◆ ABOUT THIS TASK
A stretch of the entries below is to be set down exactly, running from the line with "Keypoint rule: one marker on every instance of the tower" through the line with "Keypoint rule: one marker on every instance of the jacket", both included, and no other line.

◆ DATA FOR PROCESSING
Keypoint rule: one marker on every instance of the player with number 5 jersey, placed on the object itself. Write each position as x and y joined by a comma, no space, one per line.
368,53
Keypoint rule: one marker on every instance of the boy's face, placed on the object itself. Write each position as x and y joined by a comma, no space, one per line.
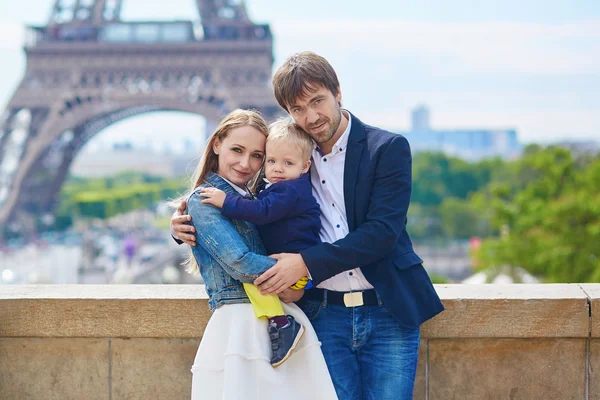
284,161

--

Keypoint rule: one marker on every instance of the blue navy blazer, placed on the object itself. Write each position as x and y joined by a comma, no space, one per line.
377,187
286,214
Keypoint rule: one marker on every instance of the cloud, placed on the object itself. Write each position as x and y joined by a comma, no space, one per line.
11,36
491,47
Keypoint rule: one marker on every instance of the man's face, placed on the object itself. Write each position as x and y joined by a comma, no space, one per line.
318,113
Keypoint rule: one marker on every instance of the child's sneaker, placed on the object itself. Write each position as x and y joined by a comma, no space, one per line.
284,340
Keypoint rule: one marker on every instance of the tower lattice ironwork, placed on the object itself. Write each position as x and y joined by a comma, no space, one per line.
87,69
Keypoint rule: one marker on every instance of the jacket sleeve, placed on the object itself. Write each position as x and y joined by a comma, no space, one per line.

---

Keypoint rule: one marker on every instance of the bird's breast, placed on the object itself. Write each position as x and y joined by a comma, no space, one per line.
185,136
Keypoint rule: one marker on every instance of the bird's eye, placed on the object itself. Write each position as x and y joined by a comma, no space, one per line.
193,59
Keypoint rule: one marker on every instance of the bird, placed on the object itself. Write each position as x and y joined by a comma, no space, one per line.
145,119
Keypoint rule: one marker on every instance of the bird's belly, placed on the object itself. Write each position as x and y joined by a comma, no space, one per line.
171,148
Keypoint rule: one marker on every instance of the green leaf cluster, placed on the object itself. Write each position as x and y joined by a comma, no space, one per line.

◆ RESULT BELOW
Keypoint rule: one marker on every instance of the tower lattice ironwork, placed on the object itself. Write each position as x and y joined by a comma, no space, one per line.
87,69
Keypoint rule: one marker on every instance of the jacket sleeve, placed on the object itself. Write each position as x and y joined by a comma, no space, one per line.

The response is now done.